#### DOCUMENT SEGMENT
I would like to show you my next project: a Wilford power shovel B.
It's not completely new, because Gordon Birrell and Marty have shown us their excellent models here in the forum before. But this will be the first model in 1:35th and brass construction.
Ray Dunakin took good photos of a prototype at the Central Nevada Museum in Tonopah, which he thankfully let me use as a basis for the build.
(Picture: Ray Dunakin)
Also very helpful was additional information and pictures from Ted Valpey, President of the Northeast Rockbusters. He has perfectly restored one of these machines and shows it in operation from time to time. For example to see in the videos
https://www.youtube.com/watch?v=vZ6Z-OfoOnA (https://www.youtube.com/watch?v=vZ6Z-OfoOnA)
or
https://www.youtube.com/watch?v=Y1EDmw_sdFo (https://www.youtube.com/watch?v=Y1EDmw_sdFo)
starting at 12:00. There you can see that the operation of such a machine is connected with a lot of physical effort.
(Picture: Ted Valpey)

#### ROWS
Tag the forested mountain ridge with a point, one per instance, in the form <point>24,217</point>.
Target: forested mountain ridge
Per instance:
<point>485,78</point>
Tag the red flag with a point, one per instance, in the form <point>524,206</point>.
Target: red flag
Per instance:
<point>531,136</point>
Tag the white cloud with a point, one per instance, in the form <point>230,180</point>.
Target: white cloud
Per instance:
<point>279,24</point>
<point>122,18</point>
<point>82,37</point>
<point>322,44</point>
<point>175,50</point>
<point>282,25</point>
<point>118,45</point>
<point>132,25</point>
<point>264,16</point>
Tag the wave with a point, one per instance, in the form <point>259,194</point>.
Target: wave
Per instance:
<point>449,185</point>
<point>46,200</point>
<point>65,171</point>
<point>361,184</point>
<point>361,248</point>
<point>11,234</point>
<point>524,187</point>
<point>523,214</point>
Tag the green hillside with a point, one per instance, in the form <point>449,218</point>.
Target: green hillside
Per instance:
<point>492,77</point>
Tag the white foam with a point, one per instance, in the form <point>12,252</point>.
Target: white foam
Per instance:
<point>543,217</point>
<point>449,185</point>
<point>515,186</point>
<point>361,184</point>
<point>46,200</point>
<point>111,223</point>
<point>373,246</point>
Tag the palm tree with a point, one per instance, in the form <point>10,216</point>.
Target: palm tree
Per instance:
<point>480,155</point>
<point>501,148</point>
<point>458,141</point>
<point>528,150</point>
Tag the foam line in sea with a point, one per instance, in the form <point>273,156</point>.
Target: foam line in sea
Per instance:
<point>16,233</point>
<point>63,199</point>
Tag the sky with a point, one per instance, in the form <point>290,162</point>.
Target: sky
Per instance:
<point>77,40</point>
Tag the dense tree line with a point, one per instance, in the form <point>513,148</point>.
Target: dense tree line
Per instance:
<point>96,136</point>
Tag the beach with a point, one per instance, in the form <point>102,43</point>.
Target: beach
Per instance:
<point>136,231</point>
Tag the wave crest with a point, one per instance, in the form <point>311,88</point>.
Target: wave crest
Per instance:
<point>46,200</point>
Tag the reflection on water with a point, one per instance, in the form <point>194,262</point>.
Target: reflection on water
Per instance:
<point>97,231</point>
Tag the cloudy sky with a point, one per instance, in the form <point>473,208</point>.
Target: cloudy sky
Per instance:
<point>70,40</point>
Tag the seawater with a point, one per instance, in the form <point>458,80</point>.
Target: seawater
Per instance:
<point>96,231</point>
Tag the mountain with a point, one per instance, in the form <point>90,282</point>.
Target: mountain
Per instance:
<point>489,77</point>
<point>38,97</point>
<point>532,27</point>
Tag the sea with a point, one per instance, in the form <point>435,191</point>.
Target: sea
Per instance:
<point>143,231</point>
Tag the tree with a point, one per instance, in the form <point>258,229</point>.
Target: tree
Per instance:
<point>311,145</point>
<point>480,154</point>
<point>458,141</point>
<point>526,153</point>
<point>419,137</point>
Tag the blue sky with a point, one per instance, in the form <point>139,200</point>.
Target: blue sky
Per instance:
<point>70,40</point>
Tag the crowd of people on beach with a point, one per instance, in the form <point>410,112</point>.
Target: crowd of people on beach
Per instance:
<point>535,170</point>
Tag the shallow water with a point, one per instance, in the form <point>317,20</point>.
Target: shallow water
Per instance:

#### INSTRUCTION
Continue the forum post about building a model of the Wilford power shovel, starting after its final line. The records are separate material and are not part of the forum post.

#### RESULT OF THE TASK
The Prototype
William Ford, the younger brother of automaker Henry Ford, entered the construction equipment business in 1925 with the formation of the Wilford Shovel Co. in Detroit. The most obvious component of the tracked 1/4-yard Wilford shovel was a Fordson skid unit, used as drive. In addition, the shovel used several parts from Ford cars and trucks: the crowd device on the bucket was a Ford truck worm gear. The machine could be purchased at Ford dealerships.
In 1927, that company changed its name to Universal Power Shovel Company, with William Ford as its president. In 1928, shortly before the Great Depression, Universal Power Shovel Company was acquired by Unit Corporation of America.
The power shovel was modular in design and could be built in different versions.
For example, as a dragline excavator, ...
... as a clam shell excavator ...
... or as a crane.
A sign on the shovel at the Central Nevada Museum in Tonopah shows that the machine was built in 1927. It is the source for my model.
(Picture: Ray Dunakin)
Lot of good background information there.This will be a fun project to watch.
Do you know which version you will model?
Thanks Bill. I will model the version as in the first picture. I will use the power shovel together with the bucket chain excavator in my clay pit. It will remove the dirt above the clay layer.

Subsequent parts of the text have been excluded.